(Items from a pointing dataset)
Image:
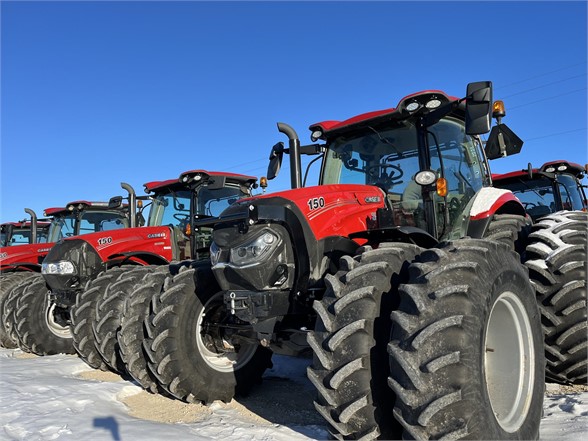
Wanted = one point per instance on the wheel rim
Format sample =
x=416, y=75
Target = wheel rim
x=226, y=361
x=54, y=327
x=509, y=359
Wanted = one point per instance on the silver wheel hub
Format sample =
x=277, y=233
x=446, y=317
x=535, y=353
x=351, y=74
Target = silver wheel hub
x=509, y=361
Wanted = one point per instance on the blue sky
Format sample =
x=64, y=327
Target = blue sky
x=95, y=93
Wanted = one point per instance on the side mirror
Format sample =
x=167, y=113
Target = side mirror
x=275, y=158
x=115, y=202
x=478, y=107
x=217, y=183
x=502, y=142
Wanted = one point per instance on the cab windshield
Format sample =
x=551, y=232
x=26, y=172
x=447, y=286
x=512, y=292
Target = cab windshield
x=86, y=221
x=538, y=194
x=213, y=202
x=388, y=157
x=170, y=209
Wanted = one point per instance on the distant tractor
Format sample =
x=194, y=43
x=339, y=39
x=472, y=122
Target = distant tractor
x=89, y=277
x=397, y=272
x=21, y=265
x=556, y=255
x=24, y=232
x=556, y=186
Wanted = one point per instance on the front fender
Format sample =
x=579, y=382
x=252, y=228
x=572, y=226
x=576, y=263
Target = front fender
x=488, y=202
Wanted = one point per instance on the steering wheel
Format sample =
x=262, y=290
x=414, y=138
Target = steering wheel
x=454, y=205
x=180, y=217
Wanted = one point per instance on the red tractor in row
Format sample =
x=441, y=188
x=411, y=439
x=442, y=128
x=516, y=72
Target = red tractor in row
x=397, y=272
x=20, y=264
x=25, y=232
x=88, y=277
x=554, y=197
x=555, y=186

» **EXERCISE INSTRUCTIONS**:
Can you copy out every line from the start of the items through the line containing "x=509, y=359", including that line, but without the pictures?

» **RESPONSE TO THIS EXERCISE**:
Image:
Wanted = one point per instance on the wheel rim
Format sample =
x=416, y=75
Target = wheel rim
x=226, y=361
x=54, y=327
x=509, y=359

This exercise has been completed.